Written task:
Reproduce the listing below with every occurrence of "space-delimited" changed to "whitespace-separated" and nothing else altered.

[begin Data to process]

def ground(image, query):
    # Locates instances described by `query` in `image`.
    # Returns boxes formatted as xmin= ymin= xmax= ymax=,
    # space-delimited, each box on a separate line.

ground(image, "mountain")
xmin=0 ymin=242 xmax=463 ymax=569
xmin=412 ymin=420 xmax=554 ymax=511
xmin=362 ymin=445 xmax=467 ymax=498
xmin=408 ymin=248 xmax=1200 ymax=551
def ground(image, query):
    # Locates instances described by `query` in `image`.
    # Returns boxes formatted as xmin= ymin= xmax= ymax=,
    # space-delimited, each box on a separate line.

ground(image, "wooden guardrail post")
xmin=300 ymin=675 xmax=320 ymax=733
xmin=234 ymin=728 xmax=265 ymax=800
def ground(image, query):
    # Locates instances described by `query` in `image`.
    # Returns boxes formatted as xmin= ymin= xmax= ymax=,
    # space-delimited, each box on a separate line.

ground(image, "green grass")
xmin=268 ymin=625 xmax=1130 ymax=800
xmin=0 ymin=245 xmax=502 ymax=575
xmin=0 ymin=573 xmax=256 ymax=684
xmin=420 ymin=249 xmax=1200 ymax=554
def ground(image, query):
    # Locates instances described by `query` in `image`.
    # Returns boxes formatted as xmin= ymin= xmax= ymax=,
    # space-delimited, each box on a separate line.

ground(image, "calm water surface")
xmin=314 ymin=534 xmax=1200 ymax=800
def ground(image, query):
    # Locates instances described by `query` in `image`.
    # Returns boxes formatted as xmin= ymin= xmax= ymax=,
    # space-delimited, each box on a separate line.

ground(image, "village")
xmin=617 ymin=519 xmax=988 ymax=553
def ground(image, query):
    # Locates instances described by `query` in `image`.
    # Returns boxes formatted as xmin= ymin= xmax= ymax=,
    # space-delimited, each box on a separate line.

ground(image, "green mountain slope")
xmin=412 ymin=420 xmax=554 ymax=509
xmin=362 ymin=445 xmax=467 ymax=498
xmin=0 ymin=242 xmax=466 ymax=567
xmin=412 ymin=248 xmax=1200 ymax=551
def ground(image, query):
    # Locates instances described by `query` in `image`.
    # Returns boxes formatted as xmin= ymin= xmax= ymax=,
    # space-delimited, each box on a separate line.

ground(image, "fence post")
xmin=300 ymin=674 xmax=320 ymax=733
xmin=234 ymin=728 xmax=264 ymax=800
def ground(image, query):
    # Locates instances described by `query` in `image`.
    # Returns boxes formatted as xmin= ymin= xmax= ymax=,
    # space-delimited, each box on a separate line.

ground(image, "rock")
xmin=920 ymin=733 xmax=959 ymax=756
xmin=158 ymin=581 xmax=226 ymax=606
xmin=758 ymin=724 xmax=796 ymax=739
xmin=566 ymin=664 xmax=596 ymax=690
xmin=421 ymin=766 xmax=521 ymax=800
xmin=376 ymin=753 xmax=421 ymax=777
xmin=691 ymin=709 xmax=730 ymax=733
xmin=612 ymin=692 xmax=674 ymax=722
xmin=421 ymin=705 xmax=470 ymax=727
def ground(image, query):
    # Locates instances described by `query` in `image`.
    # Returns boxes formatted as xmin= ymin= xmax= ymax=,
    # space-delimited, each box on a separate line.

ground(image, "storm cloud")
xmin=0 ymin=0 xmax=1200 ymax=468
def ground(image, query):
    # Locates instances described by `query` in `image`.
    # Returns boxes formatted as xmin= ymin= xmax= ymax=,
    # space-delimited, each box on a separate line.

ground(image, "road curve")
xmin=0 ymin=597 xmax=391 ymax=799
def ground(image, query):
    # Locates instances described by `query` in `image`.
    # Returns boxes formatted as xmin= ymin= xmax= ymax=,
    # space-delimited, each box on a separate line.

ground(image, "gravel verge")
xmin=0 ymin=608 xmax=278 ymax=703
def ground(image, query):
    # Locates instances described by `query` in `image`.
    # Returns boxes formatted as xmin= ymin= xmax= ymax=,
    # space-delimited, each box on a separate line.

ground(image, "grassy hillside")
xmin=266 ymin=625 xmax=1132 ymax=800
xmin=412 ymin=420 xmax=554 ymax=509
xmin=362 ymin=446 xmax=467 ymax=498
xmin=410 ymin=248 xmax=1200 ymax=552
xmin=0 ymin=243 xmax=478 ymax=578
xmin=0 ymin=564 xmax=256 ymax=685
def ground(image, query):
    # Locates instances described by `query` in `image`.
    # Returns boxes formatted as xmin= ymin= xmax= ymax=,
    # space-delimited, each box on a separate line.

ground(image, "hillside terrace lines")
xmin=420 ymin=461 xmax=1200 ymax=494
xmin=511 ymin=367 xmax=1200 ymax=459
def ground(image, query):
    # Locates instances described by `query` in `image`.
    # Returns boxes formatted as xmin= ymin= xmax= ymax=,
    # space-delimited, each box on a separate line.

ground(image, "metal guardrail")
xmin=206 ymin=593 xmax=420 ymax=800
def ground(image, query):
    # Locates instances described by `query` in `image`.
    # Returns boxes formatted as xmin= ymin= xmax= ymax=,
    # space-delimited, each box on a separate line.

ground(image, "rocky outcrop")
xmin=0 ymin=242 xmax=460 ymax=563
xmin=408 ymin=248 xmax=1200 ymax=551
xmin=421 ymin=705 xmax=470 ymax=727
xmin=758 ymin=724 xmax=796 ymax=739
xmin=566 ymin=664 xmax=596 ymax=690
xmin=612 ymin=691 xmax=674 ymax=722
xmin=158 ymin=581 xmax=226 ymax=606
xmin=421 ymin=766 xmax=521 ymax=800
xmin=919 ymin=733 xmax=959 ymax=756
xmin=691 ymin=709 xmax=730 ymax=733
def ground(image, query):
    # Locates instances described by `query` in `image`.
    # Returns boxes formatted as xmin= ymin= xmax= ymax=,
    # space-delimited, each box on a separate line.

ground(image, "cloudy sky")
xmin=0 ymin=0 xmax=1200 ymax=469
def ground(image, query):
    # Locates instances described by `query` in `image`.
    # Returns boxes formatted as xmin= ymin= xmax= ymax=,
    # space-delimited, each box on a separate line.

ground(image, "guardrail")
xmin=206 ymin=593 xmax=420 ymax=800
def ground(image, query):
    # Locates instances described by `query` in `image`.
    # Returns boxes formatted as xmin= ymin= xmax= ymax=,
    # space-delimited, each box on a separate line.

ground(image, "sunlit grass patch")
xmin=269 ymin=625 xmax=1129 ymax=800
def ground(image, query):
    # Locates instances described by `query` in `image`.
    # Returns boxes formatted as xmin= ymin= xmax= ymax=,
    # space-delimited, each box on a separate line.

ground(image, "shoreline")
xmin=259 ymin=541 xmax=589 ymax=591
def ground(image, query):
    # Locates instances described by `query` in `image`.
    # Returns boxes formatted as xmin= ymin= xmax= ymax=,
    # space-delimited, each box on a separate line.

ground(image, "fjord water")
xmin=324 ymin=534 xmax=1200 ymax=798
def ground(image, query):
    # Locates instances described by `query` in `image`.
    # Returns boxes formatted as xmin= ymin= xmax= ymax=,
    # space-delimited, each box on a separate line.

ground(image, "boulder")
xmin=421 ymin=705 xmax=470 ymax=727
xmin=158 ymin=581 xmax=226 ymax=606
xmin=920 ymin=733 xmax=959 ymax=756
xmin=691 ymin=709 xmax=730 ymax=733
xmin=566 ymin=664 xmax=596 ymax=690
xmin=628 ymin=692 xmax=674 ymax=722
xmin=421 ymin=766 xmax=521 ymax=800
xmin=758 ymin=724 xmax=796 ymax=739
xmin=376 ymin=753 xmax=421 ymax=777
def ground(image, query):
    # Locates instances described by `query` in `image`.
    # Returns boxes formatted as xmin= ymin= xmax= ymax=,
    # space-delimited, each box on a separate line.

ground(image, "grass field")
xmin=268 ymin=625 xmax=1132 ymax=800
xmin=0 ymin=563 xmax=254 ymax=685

[end Data to process]

Task solution:
def ground(image, query):
    # Locates instances described by `query` in `image`.
    # Returns boxes formatted as xmin= ymin= xmax= ymax=,
    # whitespace-separated, each box on a separate line.

ground(image, "mountain")
xmin=0 ymin=242 xmax=463 ymax=569
xmin=412 ymin=420 xmax=554 ymax=511
xmin=362 ymin=445 xmax=467 ymax=498
xmin=408 ymin=248 xmax=1200 ymax=551
def ground(image, query):
    # Locates instances described by `query` in `image`.
    # Returns boxes formatted as xmin= ymin= xmax= ymax=,
    # whitespace-separated, each box on a separate line.

ground(image, "wooden guardrail post")
xmin=300 ymin=675 xmax=320 ymax=733
xmin=234 ymin=728 xmax=265 ymax=800
def ground(image, query):
    # Locates instances described by `query` in `image`.
    # Returns boxes formatted as xmin= ymin= xmax= ymax=,
    # whitespace-separated, each box on a separate line.

ground(image, "green grass")
xmin=268 ymin=625 xmax=1130 ymax=800
xmin=0 ymin=245 xmax=502 ymax=575
xmin=0 ymin=573 xmax=256 ymax=684
xmin=420 ymin=249 xmax=1200 ymax=554
def ground(image, query):
    # Locates instances described by `query` in `image`.
    # Returns boxes formatted as xmin= ymin= xmax= ymax=,
    # whitespace-separated, each box on a separate line.

ground(image, "calm water surface")
xmin=314 ymin=534 xmax=1200 ymax=800
def ground(image, query):
    # Locates instances described by `query` in `image`.
    # Returns boxes formatted as xmin= ymin= xmax= ymax=,
    # whitespace-separated, each box on a separate line.

ground(image, "village")
xmin=617 ymin=519 xmax=988 ymax=553
def ground(image, query):
    # Locates instances described by `query` in `image`.
    # Returns boxes formatted as xmin= ymin= xmax= ymax=,
    # whitespace-separated, each box on a separate line.

ground(image, "green mountain slope")
xmin=412 ymin=420 xmax=554 ymax=509
xmin=362 ymin=445 xmax=467 ymax=498
xmin=0 ymin=242 xmax=466 ymax=567
xmin=412 ymin=248 xmax=1200 ymax=551
def ground(image, query):
    # Locates instances described by `query` in `image`.
    # Returns boxes formatted as xmin= ymin= xmax= ymax=,
    # whitespace-separated, each box on a separate line.

ground(image, "fence post")
xmin=300 ymin=674 xmax=320 ymax=733
xmin=234 ymin=728 xmax=264 ymax=800
def ground(image, query):
    # Locates instances described by `query` in `image`.
    # Returns boxes formatted as xmin= ymin= xmax= ymax=,
    # whitespace-separated, each box on a separate line.

ground(image, "rock")
xmin=920 ymin=733 xmax=959 ymax=756
xmin=158 ymin=581 xmax=226 ymax=606
xmin=758 ymin=724 xmax=796 ymax=739
xmin=566 ymin=664 xmax=596 ymax=690
xmin=421 ymin=766 xmax=521 ymax=800
xmin=376 ymin=753 xmax=421 ymax=777
xmin=691 ymin=709 xmax=730 ymax=733
xmin=612 ymin=692 xmax=674 ymax=722
xmin=421 ymin=705 xmax=470 ymax=727
def ground(image, query):
    # Locates instances described by `query` in `image`.
    # Returns boxes formatted as xmin= ymin= xmax= ymax=,
    # whitespace-separated, each box on a separate line.

ground(image, "storm cloud")
xmin=0 ymin=0 xmax=1200 ymax=468
def ground(image, query):
    # Locates instances described by `query` in `image`.
    # Returns boxes formatted as xmin= ymin= xmax= ymax=,
    # whitespace-separated, each box on a separate line.

ground(image, "road curve")
xmin=0 ymin=597 xmax=391 ymax=799
def ground(image, query):
    # Locates instances described by `query` in `image`.
    # Returns boxes formatted as xmin= ymin= xmax= ymax=,
    # whitespace-separated, each box on a separate line.

ground(image, "gravel verge")
xmin=0 ymin=608 xmax=278 ymax=703
def ground(image, query):
    # Locates instances described by `query` in `image`.
    # Returns boxes formatted as xmin= ymin= xmax= ymax=,
    # whitespace-separated, each box on a separate line.

ground(image, "grassy hillside")
xmin=266 ymin=625 xmax=1132 ymax=800
xmin=412 ymin=420 xmax=554 ymax=509
xmin=362 ymin=446 xmax=467 ymax=498
xmin=410 ymin=248 xmax=1200 ymax=552
xmin=0 ymin=243 xmax=478 ymax=578
xmin=0 ymin=564 xmax=256 ymax=685
def ground(image, query):
    # Locates instances described by `query` in `image`.
    # Returns boxes formatted as xmin= ymin= xmax= ymax=,
    # whitespace-separated, each box on a separate line.

ground(image, "hillside terrace lines")
xmin=420 ymin=461 xmax=1200 ymax=494
xmin=511 ymin=367 xmax=1200 ymax=459
def ground(image, query):
    # Locates instances described by `query` in `image`.
    # Returns boxes formatted as xmin= ymin= xmax= ymax=,
    # whitespace-separated, each box on a separate line.

ground(image, "metal guardrail")
xmin=206 ymin=593 xmax=420 ymax=800
def ground(image, query):
    # Locates instances described by `query` in `image`.
    # Returns boxes formatted as xmin= ymin= xmax= ymax=,
    # whitespace-separated, each box on a separate line.

ground(image, "rocky outcrop")
xmin=0 ymin=242 xmax=460 ymax=563
xmin=408 ymin=248 xmax=1200 ymax=551
xmin=421 ymin=705 xmax=470 ymax=727
xmin=758 ymin=724 xmax=796 ymax=739
xmin=566 ymin=664 xmax=596 ymax=690
xmin=612 ymin=691 xmax=674 ymax=722
xmin=158 ymin=581 xmax=226 ymax=606
xmin=421 ymin=766 xmax=521 ymax=800
xmin=919 ymin=733 xmax=959 ymax=756
xmin=691 ymin=709 xmax=730 ymax=733
def ground(image, query):
    # Locates instances described by `query` in `image`.
    # Returns boxes formatted as xmin= ymin= xmax= ymax=,
    # whitespace-separated, each box on a separate line.

ground(image, "cloudy sky")
xmin=0 ymin=0 xmax=1200 ymax=469
def ground(image, query):
    # Locates instances described by `query` in `image`.
    # Returns boxes formatted as xmin= ymin= xmax= ymax=,
    # whitespace-separated, each box on a separate line.

ground(image, "guardrail")
xmin=206 ymin=593 xmax=420 ymax=800
def ground(image, query):
    # Locates instances described by `query` in `image`.
    # Returns boxes formatted as xmin= ymin= xmax= ymax=,
    # whitespace-separated, each box on a separate line.

ground(image, "sunlit grass patch")
xmin=269 ymin=625 xmax=1129 ymax=800
def ground(image, query):
    # Locates instances described by `query` in `image`.
    # Returns boxes formatted as xmin= ymin= xmax= ymax=,
    # whitespace-separated, each box on a separate line.

ground(image, "shoreline")
xmin=259 ymin=541 xmax=589 ymax=591
def ground(image, query):
    # Locates instances described by `query` in `image`.
    # Returns boxes formatted as xmin= ymin= xmax= ymax=,
    # whitespace-separated, each box on a separate line.

ground(image, "fjord water")
xmin=324 ymin=534 xmax=1200 ymax=798
def ground(image, query):
    # Locates instances described by `query` in `image`.
    # Returns boxes formatted as xmin= ymin= xmax= ymax=,
    # whitespace-separated, each box on a separate line.

ground(image, "boulder")
xmin=421 ymin=705 xmax=470 ymax=727
xmin=158 ymin=581 xmax=226 ymax=606
xmin=920 ymin=733 xmax=959 ymax=756
xmin=691 ymin=709 xmax=730 ymax=733
xmin=566 ymin=664 xmax=596 ymax=690
xmin=628 ymin=692 xmax=674 ymax=722
xmin=421 ymin=766 xmax=521 ymax=800
xmin=758 ymin=724 xmax=796 ymax=739
xmin=376 ymin=753 xmax=421 ymax=777
def ground(image, query):
    # Locates instances described by `query` in `image`.
    # Returns boxes formatted as xmin= ymin= xmax= ymax=,
    # whitespace-separated, each box on a separate line.

ground(image, "grass field")
xmin=268 ymin=625 xmax=1132 ymax=800
xmin=0 ymin=563 xmax=254 ymax=685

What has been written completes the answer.